Richard Leonard Tafel (born 1962) is an American strategist, Christian pastor, and the leader of the Church of the Holy City in Washington, D.C.. He worked as an assistant minister at Memorial Church of Harvard University, and has held a position as a representative on the National Council of Churches' executive committee. He is a founder of Log Cabin Republicans, an organization within the Republican Party which advocates for equal rights for LGBT+ Americans.

Career
Tafel was born in 1962 and raised in Pennsylvania. He received a bachelor's degree in philosophy from East Stroudsburg University of Pennsylvania in 1984 and a master's degree in divinity from Harvard Divinity School in 1987. In 1988, Tafel became one of the first openly gay ministers in the United States in his role as the Assistant Minister at Harvard's chapel under the mentorship of the Rev. Peter J. Gomes.

In 1991 he became one of the first openly gay political appointees in the US as Adolescent Health Director for the state of Massachusetts. In that role, he helped advise Governor Bill Weld to create the first gay and lesbian youth commission in the US, and the first civil unions for government employees.

* REQUIRED TASK 1: Decide whether each statement agrees with the Tafel profile, answering yes or no and quoting the deciding words: (a) Tafel earned his divinity degree from Harvard Divinity School in 1987. (b) Tafel was raised in Massachusetts. (c) As Adolescent Health Director, Tafel advised Governor Bill Weld.
* REQUIRED TASK 2: From the Tafel profile, output verbatim the passage that starts at the words "In 1991 he became" and ends after the words "for government employees.".

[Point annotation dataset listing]
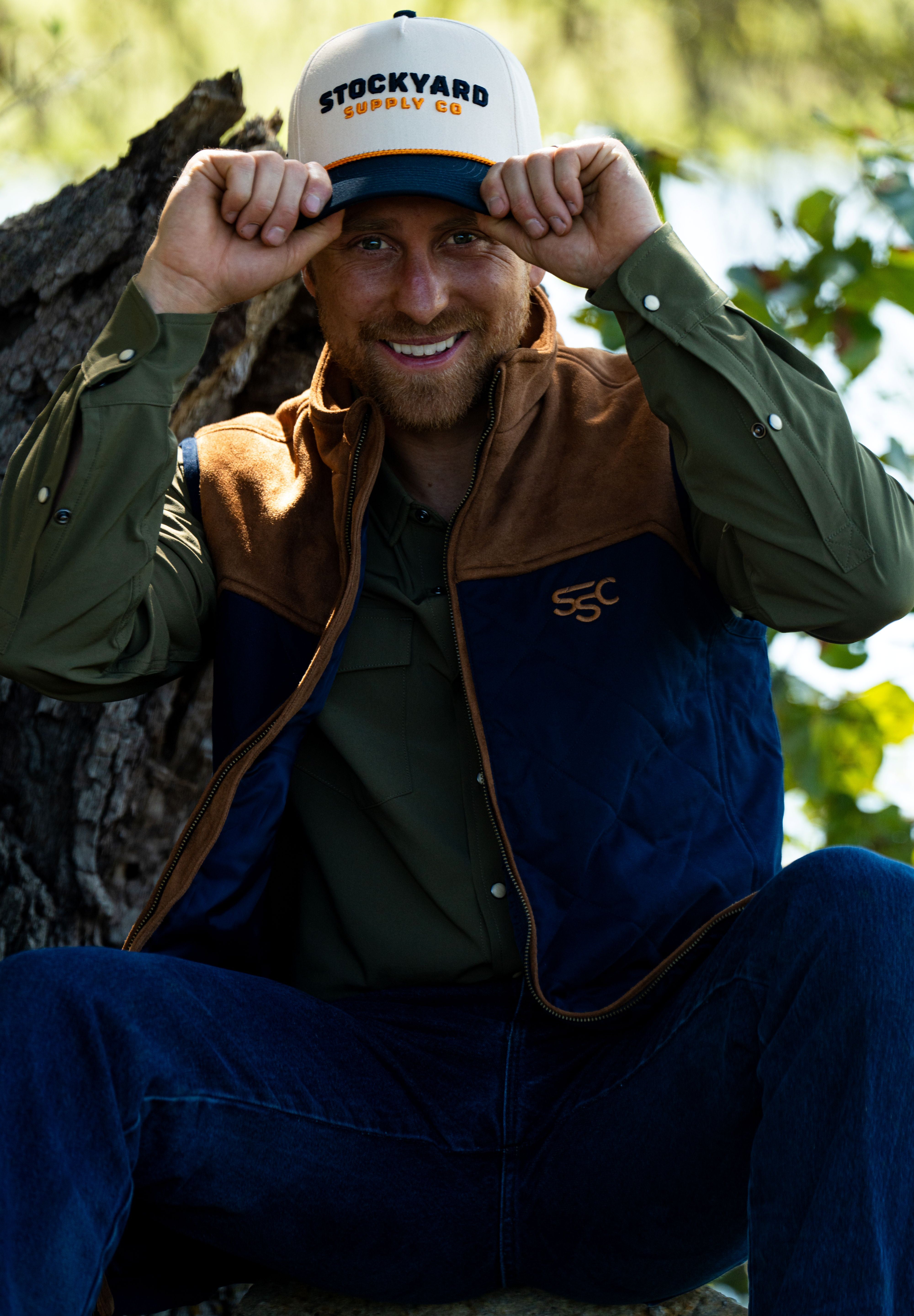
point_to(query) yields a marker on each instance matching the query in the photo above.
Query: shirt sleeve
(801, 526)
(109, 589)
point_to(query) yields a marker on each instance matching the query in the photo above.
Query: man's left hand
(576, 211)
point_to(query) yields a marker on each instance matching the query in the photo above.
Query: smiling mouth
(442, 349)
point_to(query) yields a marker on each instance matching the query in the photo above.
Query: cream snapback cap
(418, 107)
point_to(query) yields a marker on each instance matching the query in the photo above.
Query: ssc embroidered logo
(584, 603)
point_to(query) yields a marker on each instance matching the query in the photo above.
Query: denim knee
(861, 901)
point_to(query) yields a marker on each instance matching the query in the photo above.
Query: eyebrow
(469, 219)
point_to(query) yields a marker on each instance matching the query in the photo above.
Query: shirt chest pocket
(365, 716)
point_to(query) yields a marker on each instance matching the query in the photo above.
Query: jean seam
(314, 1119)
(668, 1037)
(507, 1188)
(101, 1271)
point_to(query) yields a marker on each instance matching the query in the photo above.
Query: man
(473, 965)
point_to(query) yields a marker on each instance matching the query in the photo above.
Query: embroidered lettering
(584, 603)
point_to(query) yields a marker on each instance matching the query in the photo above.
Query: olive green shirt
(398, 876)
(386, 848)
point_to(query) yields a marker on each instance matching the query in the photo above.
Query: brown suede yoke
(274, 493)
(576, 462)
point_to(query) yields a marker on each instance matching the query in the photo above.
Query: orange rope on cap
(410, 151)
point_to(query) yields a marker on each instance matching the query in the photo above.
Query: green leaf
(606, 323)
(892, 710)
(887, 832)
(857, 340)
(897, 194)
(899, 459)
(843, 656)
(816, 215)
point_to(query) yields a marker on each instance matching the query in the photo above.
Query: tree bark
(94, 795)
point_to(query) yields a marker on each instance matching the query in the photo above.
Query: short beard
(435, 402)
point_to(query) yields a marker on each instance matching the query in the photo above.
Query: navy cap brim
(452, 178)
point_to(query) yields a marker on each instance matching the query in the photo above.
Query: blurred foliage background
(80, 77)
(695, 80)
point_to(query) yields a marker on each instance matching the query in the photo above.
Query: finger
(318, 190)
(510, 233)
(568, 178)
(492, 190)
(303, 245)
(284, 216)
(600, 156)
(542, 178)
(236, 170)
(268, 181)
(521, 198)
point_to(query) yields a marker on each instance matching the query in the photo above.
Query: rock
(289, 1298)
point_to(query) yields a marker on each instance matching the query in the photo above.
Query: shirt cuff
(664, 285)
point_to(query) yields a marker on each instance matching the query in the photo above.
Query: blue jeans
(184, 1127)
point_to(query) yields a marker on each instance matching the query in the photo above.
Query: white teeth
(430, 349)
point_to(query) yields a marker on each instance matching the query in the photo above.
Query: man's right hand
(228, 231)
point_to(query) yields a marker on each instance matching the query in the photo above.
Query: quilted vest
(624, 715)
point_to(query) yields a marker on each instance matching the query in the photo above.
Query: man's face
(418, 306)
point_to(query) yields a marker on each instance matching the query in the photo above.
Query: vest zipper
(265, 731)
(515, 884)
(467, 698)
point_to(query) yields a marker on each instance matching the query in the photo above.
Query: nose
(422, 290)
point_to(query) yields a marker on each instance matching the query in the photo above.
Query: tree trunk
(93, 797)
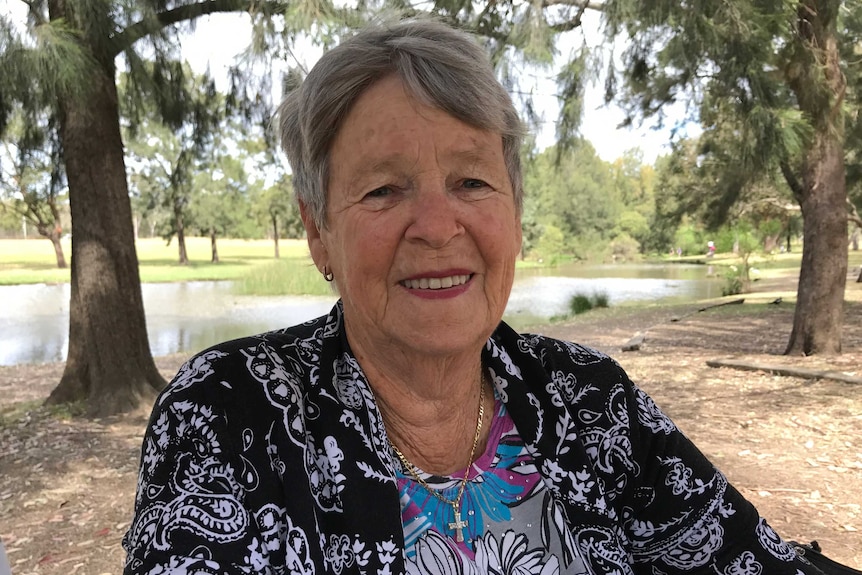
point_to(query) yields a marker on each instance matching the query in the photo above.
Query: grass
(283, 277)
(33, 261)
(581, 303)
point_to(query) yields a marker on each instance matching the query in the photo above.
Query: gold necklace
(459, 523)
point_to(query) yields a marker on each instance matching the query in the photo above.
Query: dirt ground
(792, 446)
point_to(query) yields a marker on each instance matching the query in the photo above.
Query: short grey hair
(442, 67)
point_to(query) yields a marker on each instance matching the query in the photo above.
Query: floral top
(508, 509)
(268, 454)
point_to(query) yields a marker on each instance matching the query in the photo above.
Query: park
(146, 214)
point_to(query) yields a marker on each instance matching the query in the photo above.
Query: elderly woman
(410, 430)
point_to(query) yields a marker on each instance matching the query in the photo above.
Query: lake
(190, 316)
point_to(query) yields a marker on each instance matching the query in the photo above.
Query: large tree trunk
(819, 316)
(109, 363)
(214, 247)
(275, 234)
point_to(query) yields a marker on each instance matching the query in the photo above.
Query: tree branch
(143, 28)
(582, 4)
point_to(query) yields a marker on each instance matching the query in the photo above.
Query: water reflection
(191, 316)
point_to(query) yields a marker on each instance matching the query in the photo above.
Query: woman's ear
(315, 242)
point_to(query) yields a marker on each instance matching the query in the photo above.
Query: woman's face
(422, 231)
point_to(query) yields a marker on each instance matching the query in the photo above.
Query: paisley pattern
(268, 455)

* SOLUTION 1:
(a) Yes: "a master's degree in divinity from Harvard Divinity School in 1987"
(b) No: "raised in Pennsylvania"
(c) Yes: "he helped advise Governor Bill Weld"

* SOLUTION 2:
In 1991 he became one of the first openly gay political appointees in the US as Adolescent Health Director for the state of Massachusetts. In that role, he helped advise Governor Bill Weld to create the first gay and lesbian youth commission in the US, and the first civil unions for government employees.